Recorded data:
###

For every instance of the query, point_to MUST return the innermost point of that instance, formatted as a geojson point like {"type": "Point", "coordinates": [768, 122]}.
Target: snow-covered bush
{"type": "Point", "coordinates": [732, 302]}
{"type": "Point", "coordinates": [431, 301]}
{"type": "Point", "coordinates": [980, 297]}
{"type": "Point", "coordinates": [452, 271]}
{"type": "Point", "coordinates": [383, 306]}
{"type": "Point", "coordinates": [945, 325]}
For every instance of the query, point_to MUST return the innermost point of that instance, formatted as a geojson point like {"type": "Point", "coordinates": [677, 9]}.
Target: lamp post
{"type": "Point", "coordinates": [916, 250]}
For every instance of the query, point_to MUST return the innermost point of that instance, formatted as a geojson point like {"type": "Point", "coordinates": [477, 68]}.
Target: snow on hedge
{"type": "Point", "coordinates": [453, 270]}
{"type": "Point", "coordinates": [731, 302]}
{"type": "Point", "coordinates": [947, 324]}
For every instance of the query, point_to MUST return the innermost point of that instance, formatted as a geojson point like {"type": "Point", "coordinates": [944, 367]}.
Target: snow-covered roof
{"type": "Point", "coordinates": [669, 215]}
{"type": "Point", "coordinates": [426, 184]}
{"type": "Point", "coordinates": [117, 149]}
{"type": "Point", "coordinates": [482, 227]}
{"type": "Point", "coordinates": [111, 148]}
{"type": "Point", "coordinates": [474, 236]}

###

> **DO THIS**: Reproduce the data above, substituting "center point" for each occurrence of "innermost point" and keeping every other line and character the same.

> **RESULT**:
For every instance of the query, point_to MUST return the center point of that instance, formatted as a geojson point like {"type": "Point", "coordinates": [768, 122]}.
Target: snow-covered bush
{"type": "Point", "coordinates": [732, 302]}
{"type": "Point", "coordinates": [431, 301]}
{"type": "Point", "coordinates": [980, 297]}
{"type": "Point", "coordinates": [452, 271]}
{"type": "Point", "coordinates": [383, 306]}
{"type": "Point", "coordinates": [945, 325]}
For every instance of the query, point_to MUST return the center point of that instance, formatted as a geojson point like {"type": "Point", "coordinates": [677, 9]}.
Target: lamp post
{"type": "Point", "coordinates": [916, 250]}
For every instance of the query, point_to MUST return the center point of that instance, formatted as a geojson point like {"type": "Point", "coordinates": [477, 68]}.
Target: snow on hedge
{"type": "Point", "coordinates": [453, 270]}
{"type": "Point", "coordinates": [731, 302]}
{"type": "Point", "coordinates": [947, 324]}
For every instance of the query, point_to MUST return the center point of that instance, formatted as a geojson point like {"type": "Point", "coordinates": [944, 367]}.
Target: snow-covered roof
{"type": "Point", "coordinates": [669, 215]}
{"type": "Point", "coordinates": [426, 184]}
{"type": "Point", "coordinates": [117, 149]}
{"type": "Point", "coordinates": [482, 227]}
{"type": "Point", "coordinates": [111, 148]}
{"type": "Point", "coordinates": [474, 236]}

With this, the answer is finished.